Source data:
──────

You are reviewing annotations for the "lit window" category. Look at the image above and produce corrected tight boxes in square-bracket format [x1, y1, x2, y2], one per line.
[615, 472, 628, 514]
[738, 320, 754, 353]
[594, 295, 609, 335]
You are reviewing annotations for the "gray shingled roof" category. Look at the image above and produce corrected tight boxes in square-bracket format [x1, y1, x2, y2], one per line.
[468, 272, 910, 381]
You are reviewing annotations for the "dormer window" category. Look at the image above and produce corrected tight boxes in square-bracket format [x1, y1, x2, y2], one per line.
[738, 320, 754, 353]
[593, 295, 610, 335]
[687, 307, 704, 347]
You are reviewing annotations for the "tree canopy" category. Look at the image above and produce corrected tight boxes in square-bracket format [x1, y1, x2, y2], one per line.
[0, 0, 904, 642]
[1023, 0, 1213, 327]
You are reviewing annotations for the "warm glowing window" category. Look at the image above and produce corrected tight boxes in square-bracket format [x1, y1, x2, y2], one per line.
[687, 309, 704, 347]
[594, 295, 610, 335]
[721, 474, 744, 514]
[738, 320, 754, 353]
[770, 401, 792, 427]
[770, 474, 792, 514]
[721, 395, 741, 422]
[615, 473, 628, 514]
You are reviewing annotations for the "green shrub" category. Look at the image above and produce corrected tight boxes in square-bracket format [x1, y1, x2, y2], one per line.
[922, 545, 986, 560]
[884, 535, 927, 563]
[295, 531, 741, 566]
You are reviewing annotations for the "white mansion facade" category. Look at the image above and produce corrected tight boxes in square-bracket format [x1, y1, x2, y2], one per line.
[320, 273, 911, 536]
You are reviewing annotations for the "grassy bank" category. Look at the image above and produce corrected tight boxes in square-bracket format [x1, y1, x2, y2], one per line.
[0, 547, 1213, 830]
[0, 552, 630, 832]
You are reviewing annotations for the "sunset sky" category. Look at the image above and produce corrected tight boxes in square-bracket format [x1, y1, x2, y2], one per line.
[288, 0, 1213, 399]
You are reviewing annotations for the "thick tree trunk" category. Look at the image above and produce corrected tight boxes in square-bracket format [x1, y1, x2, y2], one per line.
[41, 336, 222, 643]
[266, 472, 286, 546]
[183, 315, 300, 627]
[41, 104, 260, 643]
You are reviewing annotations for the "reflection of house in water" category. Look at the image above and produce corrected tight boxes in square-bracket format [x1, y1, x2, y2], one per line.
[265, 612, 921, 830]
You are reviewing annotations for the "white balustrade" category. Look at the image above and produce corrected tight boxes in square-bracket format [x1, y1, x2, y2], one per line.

──────

## WHAT YOU ARE ASKED TO DO
Repeat the material in full, exactly as it stands.

## FULL ANSWER
You are reviewing annotations for the "lit window" category. Look at the image above and produce corrected tight boxes in square-bracket format [x1, y1, x2, y2], one per line.
[615, 472, 628, 514]
[738, 320, 754, 353]
[594, 295, 609, 335]
You are reviewing annotations for the "gray shingled roof" category. Look at the image above and produce corrected tight boxes in square-bracket format [x1, y1, x2, y2], one per line.
[468, 272, 910, 381]
You are reviewing annotations for the "dormer window" category. Look at the image above and produce corrected tight boxes in square-bracket format [x1, y1, x2, y2], one per line.
[738, 320, 754, 353]
[593, 295, 610, 335]
[687, 307, 704, 347]
You are reviewing annotations for the "tree canopy" category. Look at the image above and produce corrected tight boxes in square-bracket format [x1, y1, x2, y2], one per line.
[0, 0, 904, 642]
[1023, 0, 1213, 327]
You are reviewing annotations for the "warm glowing window" category. Look at the image above and produce corrected tight boxes in square-bracket format [x1, y1, x2, y2], one per line.
[687, 309, 704, 347]
[594, 295, 610, 335]
[721, 474, 744, 514]
[738, 320, 754, 353]
[770, 401, 792, 427]
[770, 474, 792, 514]
[721, 395, 741, 422]
[615, 473, 628, 514]
You are reviewing annotations for the "green shrub" category. Look at the image above and produce corrected tight boxes in square-bracket format [x1, y1, x2, y2], one per line.
[922, 545, 986, 560]
[884, 535, 927, 563]
[295, 531, 741, 566]
You are reviewing annotations for the "white mansion facade" category. Look at the image above and produce corrected tight boxes in square-bracket format [x1, y1, x2, y2], one per line.
[320, 273, 911, 536]
You are reviewing annotations for the "grassy bank" category. Look at the image above and produce corrected tight boxes in square-bracket format [x1, y1, x2, y2], one per line.
[0, 547, 1213, 830]
[0, 552, 630, 832]
You are reviewing annotations for the "sunset sky" category. Look at the image above and produce corrected tight boxes in square-bracket format [x1, y1, x2, y2], one per line.
[288, 0, 1213, 399]
You are reviewing annotations for the "thick tree trunk" category. Look at the image above and produce corrected tight boxes in square-bracket format [x1, y1, x2, y2], one per line.
[41, 336, 222, 643]
[266, 472, 286, 546]
[183, 315, 300, 627]
[41, 104, 260, 643]
You are reviewing annotations for the "reflection of house in water" category. Look at the image above and produce corrected tight boxes in square-bracket format [x1, y1, x2, y2], one per line.
[265, 612, 921, 830]
You are reviewing annotations for the "white balustrade" category. Look at the image above and produce corrected tight boxes in square-bracket format [x1, y1, x2, y2], one per line.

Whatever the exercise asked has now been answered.